_What to do_:
• a. In the viral protein synthesis passage, how long is the subgenomic RNA of the SIN-83 virus?
• b. Check each statement against the viral protein synthesis passage. Answer yes or no, and quote the words that decide it. (i) The SIN-83 virus made structural proteins of the same molecular weight as those of VEEV TC-83. (ii) VEEV TC-83 replicated its genome faster than SINV Toto1101. (iii) The slower RNA replication matched the rates of virus release.
• c. Carry on the viral protein synthesis passage, picking up right after its last sentence.

_Document segment_:
Analysis of viral protein synthesis demonstrated that the SIN-83 virus efficiently expressed the structural proteins of the same molecular weight as those of VEEV TC-83 (Fig. 4A). In pulse-labeling experiments, the presence of the additional protein bands corresponding to SINV nsP2 and P123 was detected in lysate of SIN-83 virus-infected cells. This could be an indication that packaging of the chimeric genome into nucleocapsids was probably less efficient than packaging of SINV and VEEV genomes by homologous structural proteins. Examination of RNA replication and transcription showed that all of the cis-acting elements in the genome of the recombinant SIN-83 virus were fully functional (Fig. 4B), and the subgenomic RNAs demonstrated expected differences in sizes: 4,106, 3,915, and 4,171 nt [without poly(A) tail] for SIN Toto1101, VEE TC-83, and SIN-83 viruses, respectively. In multiple experiments, the rates of VEEV TC-83 genome replication and synthesis of the subgenomic RNA were always lower than those of SINV Toto1101 and SIN-83. This less efficient RNA replication level was in agreement with slower CPE development but contradicted the rates of virus release.

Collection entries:
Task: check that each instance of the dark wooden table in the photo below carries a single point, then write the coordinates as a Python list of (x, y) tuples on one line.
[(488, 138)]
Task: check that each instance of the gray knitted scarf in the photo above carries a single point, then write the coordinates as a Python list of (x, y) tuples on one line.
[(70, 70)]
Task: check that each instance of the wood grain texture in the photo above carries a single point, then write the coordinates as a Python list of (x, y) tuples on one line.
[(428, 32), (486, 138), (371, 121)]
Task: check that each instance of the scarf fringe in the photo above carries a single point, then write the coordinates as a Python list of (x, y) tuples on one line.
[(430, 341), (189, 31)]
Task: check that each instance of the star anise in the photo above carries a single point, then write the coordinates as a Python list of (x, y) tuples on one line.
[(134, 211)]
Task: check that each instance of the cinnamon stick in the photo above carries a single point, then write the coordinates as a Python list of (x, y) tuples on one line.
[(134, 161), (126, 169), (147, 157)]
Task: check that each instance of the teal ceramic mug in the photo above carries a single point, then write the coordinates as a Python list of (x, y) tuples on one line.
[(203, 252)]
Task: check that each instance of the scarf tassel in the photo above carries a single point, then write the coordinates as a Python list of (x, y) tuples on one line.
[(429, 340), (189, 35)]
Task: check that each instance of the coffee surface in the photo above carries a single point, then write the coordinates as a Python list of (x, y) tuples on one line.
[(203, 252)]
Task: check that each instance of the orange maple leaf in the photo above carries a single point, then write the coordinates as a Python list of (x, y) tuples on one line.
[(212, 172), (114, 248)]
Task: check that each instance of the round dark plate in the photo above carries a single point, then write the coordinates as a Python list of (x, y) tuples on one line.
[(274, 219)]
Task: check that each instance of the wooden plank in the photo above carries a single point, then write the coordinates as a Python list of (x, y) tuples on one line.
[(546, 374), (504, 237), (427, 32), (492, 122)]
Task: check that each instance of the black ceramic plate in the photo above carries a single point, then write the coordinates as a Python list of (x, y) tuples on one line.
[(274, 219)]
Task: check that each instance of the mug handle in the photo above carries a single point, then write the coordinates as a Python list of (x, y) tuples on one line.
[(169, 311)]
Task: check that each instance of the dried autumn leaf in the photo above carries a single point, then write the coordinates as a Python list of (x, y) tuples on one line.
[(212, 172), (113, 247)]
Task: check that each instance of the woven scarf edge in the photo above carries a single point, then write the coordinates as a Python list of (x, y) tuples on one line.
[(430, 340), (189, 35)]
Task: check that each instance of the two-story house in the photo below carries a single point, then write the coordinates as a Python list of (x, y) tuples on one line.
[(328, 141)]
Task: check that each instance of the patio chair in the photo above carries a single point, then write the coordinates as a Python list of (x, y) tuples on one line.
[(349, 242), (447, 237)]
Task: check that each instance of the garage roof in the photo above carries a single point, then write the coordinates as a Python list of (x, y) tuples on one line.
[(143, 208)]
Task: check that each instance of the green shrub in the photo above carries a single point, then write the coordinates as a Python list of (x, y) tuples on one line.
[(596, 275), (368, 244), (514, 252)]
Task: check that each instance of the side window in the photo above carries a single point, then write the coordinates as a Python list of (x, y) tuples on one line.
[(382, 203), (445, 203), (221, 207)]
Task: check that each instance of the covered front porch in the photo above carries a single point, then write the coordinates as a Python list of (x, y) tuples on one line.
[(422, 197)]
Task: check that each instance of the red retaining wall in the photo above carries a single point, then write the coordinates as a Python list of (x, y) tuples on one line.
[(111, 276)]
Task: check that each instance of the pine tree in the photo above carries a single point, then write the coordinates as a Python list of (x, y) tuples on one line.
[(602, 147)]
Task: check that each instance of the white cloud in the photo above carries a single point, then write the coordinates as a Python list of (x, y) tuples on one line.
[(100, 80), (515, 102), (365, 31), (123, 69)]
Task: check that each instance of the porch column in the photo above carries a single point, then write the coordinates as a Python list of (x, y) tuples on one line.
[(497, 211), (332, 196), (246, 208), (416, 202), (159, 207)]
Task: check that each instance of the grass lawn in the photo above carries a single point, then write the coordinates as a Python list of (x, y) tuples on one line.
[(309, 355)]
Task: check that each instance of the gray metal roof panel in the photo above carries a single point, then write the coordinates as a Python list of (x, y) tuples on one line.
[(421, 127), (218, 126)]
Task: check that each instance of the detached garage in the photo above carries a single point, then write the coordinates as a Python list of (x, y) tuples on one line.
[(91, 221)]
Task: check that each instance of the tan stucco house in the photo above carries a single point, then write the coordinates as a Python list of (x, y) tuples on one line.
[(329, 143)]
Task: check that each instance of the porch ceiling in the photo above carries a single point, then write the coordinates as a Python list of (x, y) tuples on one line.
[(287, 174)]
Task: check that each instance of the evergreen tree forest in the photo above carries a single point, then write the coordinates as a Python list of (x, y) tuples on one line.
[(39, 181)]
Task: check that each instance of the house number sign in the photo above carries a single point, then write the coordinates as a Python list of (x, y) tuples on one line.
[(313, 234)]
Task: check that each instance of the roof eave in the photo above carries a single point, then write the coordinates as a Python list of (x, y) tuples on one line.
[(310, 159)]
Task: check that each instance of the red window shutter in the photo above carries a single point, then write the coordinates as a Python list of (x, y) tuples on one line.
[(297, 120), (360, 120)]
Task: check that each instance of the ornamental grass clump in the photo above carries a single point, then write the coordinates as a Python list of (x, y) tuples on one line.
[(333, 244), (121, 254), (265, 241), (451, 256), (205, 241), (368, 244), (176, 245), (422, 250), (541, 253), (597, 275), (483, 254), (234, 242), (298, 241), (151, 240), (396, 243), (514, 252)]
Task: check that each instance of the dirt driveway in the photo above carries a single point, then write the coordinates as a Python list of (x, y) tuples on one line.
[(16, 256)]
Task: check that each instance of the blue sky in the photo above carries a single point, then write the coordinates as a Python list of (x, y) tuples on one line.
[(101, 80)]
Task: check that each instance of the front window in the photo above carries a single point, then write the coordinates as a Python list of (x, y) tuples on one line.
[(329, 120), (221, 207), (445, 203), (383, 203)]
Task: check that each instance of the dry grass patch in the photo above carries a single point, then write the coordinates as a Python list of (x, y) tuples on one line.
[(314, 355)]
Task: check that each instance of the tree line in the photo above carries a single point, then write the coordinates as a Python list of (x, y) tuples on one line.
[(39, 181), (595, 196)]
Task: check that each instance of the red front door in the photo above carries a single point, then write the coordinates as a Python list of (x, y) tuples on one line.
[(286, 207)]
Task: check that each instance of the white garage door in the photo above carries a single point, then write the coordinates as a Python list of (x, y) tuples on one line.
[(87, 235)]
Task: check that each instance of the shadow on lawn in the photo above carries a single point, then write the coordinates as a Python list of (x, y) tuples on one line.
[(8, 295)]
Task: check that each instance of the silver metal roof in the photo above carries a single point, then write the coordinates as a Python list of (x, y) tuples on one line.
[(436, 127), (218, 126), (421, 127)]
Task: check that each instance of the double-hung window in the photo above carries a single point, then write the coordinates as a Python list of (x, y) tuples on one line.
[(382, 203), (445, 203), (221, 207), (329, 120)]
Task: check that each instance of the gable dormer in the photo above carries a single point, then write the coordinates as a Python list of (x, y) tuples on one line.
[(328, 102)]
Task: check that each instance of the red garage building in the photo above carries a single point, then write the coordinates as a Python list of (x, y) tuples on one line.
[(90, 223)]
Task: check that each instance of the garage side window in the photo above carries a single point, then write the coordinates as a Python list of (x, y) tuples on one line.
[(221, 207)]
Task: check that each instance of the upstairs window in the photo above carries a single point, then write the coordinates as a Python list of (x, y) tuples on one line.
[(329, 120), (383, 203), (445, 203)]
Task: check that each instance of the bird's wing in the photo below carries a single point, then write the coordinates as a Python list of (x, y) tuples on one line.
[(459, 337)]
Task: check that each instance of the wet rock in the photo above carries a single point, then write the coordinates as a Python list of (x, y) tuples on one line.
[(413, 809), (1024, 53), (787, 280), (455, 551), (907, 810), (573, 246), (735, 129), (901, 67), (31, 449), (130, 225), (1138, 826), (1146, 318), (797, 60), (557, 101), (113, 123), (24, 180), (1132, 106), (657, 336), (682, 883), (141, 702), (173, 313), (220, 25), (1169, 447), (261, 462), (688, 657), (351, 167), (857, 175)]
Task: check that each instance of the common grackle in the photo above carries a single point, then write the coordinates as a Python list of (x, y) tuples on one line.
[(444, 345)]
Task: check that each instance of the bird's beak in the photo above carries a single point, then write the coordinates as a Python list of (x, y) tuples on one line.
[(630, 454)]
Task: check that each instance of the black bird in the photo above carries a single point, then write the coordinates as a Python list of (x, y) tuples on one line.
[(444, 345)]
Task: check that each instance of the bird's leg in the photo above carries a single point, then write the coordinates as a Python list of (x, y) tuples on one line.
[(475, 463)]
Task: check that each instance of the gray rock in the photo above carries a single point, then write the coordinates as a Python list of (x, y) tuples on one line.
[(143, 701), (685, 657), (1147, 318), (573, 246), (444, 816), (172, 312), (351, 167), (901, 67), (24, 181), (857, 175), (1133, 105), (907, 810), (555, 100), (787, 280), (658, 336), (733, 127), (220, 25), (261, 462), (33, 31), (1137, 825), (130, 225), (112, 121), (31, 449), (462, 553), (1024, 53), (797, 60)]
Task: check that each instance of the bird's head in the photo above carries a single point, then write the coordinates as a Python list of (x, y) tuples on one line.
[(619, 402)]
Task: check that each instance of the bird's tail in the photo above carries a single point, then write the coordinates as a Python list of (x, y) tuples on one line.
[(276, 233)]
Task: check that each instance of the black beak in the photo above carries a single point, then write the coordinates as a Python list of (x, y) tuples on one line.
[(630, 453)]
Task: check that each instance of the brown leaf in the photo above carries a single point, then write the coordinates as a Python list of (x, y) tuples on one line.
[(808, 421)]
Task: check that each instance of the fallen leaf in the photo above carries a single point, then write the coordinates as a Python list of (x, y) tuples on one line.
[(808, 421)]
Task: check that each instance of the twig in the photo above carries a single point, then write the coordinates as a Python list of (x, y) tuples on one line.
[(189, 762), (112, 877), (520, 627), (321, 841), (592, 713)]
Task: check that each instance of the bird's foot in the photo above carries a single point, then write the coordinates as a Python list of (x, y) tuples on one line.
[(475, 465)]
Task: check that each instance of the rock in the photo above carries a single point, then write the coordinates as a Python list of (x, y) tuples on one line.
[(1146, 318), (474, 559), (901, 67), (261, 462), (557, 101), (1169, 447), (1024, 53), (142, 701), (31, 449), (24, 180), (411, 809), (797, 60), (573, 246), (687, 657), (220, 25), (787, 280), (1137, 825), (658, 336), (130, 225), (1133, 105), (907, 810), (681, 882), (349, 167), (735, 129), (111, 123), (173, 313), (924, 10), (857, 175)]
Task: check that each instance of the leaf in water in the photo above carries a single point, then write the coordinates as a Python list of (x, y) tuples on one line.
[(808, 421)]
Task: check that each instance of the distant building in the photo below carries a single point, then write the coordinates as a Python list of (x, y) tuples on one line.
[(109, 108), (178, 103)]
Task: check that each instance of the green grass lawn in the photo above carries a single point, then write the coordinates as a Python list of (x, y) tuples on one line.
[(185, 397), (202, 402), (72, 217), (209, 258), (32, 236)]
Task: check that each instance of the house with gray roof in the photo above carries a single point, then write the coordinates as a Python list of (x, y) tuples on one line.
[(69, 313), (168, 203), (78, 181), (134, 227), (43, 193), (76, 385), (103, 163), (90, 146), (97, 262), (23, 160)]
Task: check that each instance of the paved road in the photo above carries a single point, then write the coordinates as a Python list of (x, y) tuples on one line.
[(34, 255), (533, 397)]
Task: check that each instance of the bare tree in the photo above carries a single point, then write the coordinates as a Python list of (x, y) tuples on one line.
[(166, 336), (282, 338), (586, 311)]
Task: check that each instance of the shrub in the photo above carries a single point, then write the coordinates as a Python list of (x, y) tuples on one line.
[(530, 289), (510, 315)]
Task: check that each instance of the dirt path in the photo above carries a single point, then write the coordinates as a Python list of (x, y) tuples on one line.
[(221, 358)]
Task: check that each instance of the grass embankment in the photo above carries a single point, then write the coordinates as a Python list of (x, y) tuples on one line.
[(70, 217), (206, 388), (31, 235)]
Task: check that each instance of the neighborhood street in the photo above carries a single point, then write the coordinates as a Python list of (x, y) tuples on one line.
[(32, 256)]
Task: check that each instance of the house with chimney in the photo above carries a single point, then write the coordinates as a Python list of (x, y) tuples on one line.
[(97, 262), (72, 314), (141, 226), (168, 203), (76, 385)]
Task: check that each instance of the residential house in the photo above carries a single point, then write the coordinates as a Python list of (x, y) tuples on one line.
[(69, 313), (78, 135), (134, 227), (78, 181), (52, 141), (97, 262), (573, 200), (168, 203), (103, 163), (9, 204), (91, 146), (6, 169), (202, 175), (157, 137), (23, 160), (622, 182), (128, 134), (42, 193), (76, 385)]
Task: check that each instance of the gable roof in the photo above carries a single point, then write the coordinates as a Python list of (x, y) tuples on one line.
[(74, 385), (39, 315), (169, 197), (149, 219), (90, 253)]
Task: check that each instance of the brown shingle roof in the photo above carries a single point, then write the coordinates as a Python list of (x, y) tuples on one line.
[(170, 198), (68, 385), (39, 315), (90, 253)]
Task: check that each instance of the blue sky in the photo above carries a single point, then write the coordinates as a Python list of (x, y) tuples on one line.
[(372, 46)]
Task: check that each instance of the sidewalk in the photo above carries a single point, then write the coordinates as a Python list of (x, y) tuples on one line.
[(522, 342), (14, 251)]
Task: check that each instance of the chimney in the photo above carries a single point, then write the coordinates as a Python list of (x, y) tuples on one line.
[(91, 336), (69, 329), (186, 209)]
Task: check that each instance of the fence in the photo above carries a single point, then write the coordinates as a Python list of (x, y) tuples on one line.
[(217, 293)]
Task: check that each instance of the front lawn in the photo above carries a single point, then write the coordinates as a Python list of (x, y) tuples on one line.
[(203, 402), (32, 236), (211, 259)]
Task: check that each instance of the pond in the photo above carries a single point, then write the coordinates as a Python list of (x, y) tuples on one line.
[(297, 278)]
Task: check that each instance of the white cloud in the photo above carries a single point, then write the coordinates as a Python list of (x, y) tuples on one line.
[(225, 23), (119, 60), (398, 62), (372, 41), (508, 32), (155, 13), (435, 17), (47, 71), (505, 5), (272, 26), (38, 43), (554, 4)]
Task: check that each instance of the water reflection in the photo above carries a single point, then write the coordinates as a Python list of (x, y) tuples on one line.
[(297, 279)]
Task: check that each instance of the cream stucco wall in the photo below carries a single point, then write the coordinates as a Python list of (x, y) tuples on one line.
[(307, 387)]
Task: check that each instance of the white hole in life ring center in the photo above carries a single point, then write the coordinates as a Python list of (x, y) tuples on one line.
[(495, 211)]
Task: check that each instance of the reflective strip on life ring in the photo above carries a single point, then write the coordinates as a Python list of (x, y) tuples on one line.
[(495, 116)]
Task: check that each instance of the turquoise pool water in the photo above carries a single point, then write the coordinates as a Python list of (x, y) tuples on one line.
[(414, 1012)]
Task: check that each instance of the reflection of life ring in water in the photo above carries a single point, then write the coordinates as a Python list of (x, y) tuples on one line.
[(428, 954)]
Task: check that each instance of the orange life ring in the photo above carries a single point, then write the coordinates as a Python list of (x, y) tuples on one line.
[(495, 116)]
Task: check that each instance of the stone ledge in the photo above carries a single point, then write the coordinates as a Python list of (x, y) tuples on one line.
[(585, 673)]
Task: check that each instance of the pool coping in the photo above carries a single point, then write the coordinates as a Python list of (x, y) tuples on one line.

_Answer set_:
• a. 4,171 nt, without the poly(A) tail.

• b.
(i) Yes: "the SIN-83 virus efficiently expressed the structural proteins of the same molecular weight as those of VEEV TC-83"
(ii) No: "the rates of VEEV TC-83 genome replication and synthesis of the subgenomic RNA were always lower than those of SINV Toto1101 and SIN-83"
(iii) No: "This less efficient RNA replication level was in agreement with slower CPE development but contradicted the rates of virus release."

• c.
Immunization with SIN-83 virus protects mice against VEEV challenge. To compare the immunogenicity of the recombinant SIN-83 and VEE TC-83 viruses, 6-day-old NIH Swiss mice were infected s.c. with both viruses at doses ranging from 10³ to 10⁶ PFU (see Materials and Methods for details). After 28 days, we detected VEEV-specific neutralizing antibodies in the sera of both groups (Table 1), although the titers in VEEV TC-83-immunized animals were higher. This was not surprising, considering the higher replication levels of this virus in cell culture. Other immunized animals were challenged with 10⁶ PFU (10⁶ LD₅₀) of VEEV strain ZPC738 (subtype ID) or SH3 (subtype IC). All of the mice survived, regardless of the doses of SIN-83 and VEE TC-83 viruses used for immunization (10³, 10⁴, 10⁵, and 10⁶ PFU). After challenge, none of the animals developed any detectable clinical symptoms of VEE for more than 2 months, the entire period of observation. All of the mice from the nonimmunized control group were hunched and less active on day 3 or 4 postinfection with either the ZPC738 strain or the SH3 strain of VEEV. Between days 4 and 7, the nonimmunized mice developed anorexia, lethargy, and hind limb paralysis, and the CNS symptoms always progressed to stupor and finally to coma. Except for one animal infected with the SH3 strain (death on day 8 postinfection), all animals died by day 7. The cause of death was confirmed by isolating VEEV from the brains.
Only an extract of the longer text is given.